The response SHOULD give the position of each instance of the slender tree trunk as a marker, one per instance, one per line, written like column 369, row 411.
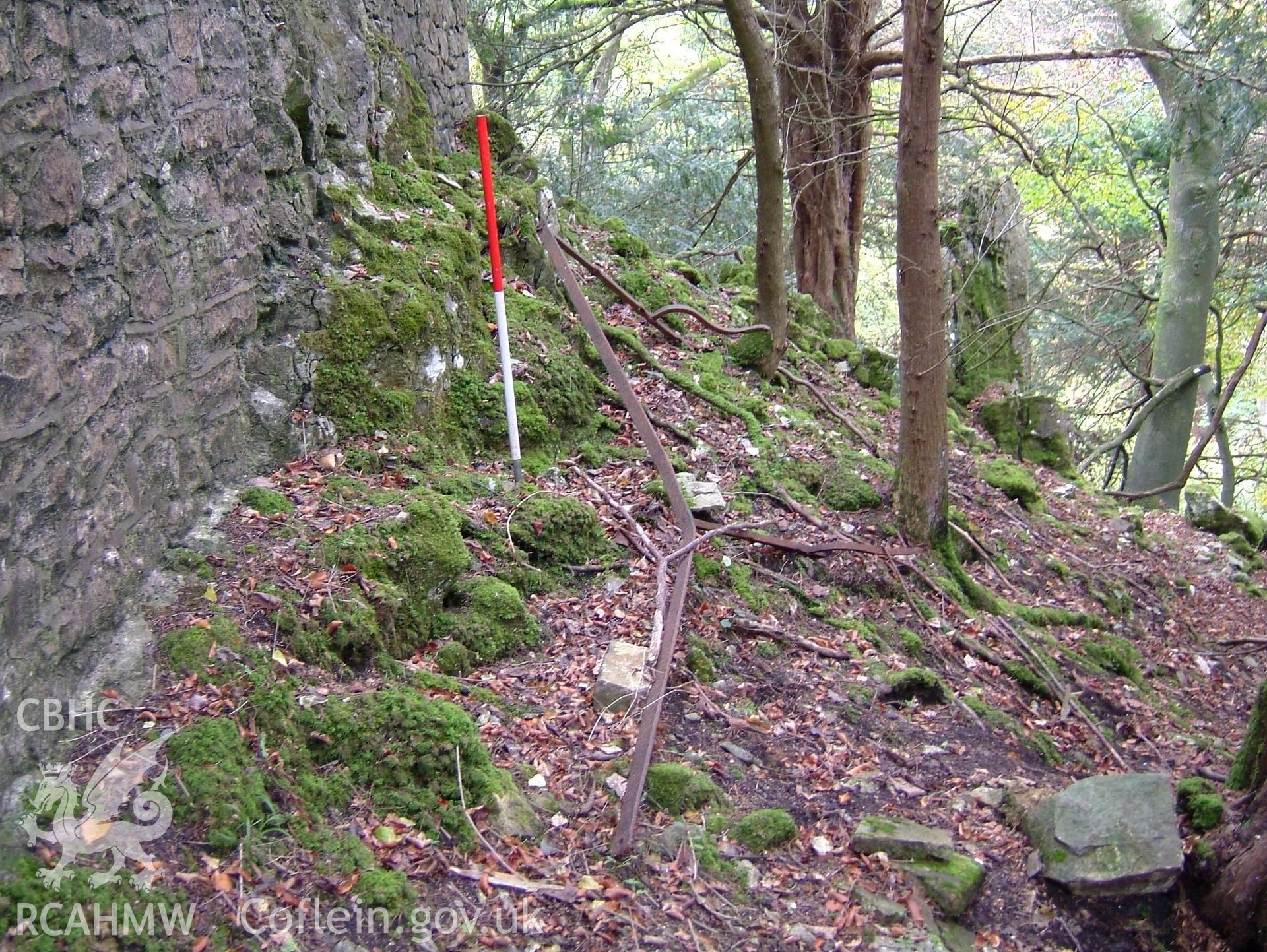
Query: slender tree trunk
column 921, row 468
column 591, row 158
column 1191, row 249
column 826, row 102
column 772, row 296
...
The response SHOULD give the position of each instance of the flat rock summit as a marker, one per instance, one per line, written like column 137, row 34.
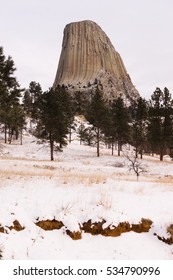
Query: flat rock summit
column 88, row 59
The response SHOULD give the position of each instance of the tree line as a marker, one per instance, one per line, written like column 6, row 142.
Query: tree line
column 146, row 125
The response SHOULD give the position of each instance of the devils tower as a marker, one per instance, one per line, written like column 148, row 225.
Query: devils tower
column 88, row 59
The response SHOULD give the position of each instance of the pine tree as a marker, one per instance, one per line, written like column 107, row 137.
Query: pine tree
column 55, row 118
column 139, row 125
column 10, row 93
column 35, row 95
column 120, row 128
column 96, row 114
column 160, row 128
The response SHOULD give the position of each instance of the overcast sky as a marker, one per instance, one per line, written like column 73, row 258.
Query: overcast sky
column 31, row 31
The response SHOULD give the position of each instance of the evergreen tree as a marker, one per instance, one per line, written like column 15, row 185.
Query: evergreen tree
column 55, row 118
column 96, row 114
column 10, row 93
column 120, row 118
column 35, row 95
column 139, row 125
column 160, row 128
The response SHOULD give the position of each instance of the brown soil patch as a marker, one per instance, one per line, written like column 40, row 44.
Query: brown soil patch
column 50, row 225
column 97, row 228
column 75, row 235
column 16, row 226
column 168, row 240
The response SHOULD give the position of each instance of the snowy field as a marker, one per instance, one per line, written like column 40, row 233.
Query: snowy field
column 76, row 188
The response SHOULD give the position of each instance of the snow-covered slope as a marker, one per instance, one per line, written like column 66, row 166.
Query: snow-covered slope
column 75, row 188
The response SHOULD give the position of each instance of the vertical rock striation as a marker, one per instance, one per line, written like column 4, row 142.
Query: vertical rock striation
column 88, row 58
--
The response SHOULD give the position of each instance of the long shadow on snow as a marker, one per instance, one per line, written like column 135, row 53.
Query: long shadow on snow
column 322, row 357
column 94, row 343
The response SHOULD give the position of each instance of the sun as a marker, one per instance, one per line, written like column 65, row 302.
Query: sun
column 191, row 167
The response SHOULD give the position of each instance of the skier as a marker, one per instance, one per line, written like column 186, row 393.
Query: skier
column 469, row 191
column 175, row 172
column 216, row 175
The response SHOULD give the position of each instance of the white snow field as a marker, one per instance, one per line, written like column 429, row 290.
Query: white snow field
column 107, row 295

### Stated task
Convert the stretch of the listing from the line containing "65, row 302." through the line containing "column 216, row 175" into a JSON list of strings, one string per line and no blank lines.

### Answer to the exercise
[
  "The response SHOULD give the position of each instance of the sun as a marker, one per instance, one per line, written like column 65, row 302.",
  "Query: sun",
  "column 191, row 167",
  "The response SHOULD give the position of each instance of the skier as a marker, one per instance, one per line, written like column 186, row 393.",
  "Query: skier",
  "column 469, row 191",
  "column 175, row 172",
  "column 216, row 175"
]